=== Problem ===
Can you format everything in the listing below, from the line containing "Return one point per instance of the black rubber" down to the end of the listing, as a Markdown table with the columns Row and Line, skipping blank lines?

=== Stored records ===

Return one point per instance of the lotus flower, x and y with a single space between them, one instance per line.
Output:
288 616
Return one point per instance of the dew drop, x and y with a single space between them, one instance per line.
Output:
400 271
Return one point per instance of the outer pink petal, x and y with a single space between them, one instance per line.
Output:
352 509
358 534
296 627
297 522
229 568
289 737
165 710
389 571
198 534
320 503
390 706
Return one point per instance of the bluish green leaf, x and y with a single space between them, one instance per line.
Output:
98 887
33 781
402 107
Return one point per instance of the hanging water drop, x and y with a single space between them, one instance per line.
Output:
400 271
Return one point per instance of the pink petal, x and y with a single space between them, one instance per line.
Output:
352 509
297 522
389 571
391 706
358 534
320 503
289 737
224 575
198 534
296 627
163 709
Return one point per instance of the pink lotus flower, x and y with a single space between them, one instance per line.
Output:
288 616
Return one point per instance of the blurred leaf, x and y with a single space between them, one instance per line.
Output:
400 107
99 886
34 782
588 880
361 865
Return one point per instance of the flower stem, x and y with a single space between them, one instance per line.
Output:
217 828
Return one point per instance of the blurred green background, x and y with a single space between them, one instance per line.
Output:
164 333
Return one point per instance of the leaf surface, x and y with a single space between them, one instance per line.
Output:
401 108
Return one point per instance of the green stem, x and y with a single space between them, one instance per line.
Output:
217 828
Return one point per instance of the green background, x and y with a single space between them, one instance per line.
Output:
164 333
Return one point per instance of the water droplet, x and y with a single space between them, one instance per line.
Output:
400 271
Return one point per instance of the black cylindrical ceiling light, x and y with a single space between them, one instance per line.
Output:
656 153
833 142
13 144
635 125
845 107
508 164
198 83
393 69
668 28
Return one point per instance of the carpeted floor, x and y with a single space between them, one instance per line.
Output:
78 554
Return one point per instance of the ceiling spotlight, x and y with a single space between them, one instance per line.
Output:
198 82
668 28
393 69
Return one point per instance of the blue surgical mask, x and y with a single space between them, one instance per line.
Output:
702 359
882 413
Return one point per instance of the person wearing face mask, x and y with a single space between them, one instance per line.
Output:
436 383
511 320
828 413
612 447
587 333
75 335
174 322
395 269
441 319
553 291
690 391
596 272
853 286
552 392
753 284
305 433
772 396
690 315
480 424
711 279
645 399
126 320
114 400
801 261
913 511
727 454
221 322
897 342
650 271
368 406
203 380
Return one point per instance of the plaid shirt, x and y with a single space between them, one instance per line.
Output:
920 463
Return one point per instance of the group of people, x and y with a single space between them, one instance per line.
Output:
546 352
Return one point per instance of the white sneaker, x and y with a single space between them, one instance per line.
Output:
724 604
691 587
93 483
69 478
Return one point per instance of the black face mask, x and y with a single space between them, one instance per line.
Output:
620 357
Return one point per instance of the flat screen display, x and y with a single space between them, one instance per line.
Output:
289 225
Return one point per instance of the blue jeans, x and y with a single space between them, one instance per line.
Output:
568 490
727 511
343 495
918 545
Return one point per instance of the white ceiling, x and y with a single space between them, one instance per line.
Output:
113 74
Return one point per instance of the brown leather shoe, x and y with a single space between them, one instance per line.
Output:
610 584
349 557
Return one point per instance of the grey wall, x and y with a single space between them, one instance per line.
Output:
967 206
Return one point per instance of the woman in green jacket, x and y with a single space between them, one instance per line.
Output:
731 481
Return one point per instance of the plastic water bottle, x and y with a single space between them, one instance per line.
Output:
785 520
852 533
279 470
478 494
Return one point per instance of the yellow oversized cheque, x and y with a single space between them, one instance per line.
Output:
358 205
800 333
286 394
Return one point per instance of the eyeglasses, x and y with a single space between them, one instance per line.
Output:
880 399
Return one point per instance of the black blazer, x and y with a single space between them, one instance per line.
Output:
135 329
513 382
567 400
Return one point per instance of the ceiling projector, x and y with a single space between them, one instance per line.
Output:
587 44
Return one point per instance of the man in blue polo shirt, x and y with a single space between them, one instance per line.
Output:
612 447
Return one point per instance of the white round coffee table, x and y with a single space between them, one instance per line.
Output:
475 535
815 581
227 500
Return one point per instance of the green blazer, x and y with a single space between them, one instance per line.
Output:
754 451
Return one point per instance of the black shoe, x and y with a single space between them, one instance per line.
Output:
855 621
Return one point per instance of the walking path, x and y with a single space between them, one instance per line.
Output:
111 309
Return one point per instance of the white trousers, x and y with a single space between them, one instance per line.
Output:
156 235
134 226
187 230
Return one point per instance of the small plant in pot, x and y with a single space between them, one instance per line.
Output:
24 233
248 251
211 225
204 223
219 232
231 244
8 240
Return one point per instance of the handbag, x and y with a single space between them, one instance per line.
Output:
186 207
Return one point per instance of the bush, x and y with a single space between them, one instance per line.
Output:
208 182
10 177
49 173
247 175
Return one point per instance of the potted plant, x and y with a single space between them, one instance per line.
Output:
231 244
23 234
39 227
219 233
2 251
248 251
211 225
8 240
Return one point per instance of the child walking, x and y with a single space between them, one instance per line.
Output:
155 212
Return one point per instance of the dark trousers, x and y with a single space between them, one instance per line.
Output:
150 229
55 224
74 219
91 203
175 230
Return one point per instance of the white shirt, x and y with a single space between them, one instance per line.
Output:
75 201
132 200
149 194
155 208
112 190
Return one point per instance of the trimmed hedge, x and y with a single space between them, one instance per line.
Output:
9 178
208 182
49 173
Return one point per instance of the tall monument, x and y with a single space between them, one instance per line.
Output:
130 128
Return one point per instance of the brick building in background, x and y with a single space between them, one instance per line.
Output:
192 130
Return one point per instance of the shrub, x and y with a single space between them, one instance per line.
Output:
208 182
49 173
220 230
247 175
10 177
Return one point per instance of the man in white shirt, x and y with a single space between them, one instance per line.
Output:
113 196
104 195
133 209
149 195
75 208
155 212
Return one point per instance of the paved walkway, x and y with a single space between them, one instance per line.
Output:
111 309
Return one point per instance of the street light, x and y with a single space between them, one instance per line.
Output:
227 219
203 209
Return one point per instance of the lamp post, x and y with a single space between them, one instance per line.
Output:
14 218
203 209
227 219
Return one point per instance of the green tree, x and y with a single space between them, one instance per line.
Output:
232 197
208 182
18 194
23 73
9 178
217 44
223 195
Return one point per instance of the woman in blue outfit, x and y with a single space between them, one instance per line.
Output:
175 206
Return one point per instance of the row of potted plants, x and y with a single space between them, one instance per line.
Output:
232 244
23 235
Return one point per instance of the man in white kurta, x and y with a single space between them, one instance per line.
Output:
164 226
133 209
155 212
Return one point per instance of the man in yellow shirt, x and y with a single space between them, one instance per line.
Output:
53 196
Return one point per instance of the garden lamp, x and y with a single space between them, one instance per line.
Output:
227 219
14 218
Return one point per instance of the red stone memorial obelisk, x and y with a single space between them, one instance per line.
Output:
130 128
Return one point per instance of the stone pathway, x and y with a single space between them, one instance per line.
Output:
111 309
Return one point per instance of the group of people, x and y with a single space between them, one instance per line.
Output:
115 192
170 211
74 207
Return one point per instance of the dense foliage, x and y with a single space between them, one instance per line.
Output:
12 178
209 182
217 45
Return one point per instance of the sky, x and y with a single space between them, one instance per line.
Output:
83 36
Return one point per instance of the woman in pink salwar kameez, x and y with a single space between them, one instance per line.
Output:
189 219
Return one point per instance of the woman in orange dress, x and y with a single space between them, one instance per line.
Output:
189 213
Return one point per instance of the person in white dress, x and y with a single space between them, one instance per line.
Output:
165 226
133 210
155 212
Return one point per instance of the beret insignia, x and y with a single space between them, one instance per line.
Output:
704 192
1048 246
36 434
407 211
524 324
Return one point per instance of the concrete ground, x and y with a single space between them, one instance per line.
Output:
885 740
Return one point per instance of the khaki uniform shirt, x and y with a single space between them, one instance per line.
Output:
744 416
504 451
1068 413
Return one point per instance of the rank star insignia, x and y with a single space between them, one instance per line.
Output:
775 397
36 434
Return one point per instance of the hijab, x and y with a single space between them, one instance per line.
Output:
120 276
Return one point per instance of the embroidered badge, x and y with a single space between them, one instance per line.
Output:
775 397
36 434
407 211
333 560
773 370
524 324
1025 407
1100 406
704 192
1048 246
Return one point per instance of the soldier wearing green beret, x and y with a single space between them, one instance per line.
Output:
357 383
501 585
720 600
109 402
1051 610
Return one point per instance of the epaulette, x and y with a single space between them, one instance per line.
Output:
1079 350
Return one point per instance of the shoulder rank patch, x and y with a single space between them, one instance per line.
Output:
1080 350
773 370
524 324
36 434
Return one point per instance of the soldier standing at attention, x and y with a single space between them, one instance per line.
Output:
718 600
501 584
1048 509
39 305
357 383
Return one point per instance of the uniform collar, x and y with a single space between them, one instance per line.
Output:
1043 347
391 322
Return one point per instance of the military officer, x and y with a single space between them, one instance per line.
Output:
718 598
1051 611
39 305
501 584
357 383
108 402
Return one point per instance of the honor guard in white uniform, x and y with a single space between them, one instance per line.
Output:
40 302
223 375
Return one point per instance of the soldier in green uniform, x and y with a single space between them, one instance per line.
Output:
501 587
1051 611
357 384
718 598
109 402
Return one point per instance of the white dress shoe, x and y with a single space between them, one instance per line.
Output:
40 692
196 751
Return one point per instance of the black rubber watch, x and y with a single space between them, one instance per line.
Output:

=== Answer below ===
| Row | Line |
|---|---|
| 1 | Return one point per instance of the black rubber watch, x and y with a single space between them, one instance per line. |
| 2 | Output: |